THE TASK -> Return the lines of the data below exactly. Start at the first and end with the line containing "Query: tractor rear wheel".

Segment Open

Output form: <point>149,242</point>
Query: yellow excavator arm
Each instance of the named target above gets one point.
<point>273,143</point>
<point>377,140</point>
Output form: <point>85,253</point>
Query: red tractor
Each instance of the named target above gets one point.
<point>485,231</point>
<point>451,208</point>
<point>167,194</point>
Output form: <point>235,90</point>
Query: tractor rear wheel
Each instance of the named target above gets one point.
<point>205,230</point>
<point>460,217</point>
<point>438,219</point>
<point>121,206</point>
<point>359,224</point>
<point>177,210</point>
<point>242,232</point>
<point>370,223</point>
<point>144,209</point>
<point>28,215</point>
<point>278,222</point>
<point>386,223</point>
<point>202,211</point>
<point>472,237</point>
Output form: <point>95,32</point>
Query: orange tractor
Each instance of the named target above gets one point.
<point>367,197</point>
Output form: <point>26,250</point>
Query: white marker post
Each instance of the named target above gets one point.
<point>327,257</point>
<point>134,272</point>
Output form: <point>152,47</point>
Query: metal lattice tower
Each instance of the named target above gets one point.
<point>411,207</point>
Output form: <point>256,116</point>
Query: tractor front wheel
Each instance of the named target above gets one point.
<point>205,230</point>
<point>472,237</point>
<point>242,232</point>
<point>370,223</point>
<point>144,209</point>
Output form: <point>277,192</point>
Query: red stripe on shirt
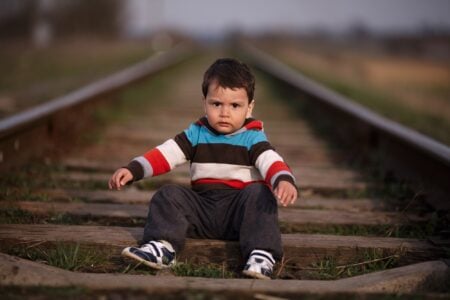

Segment Closed

WORKED SOLUTION ->
Output form: <point>149,242</point>
Query: yellow excavator arm
Each instance of the named target above gets one point.
<point>273,143</point>
<point>377,140</point>
Output form: <point>85,253</point>
Query: red tractor
Each instance of the named target above gets one point.
<point>485,231</point>
<point>451,208</point>
<point>167,194</point>
Output form: <point>235,90</point>
Query: tractor rear wheel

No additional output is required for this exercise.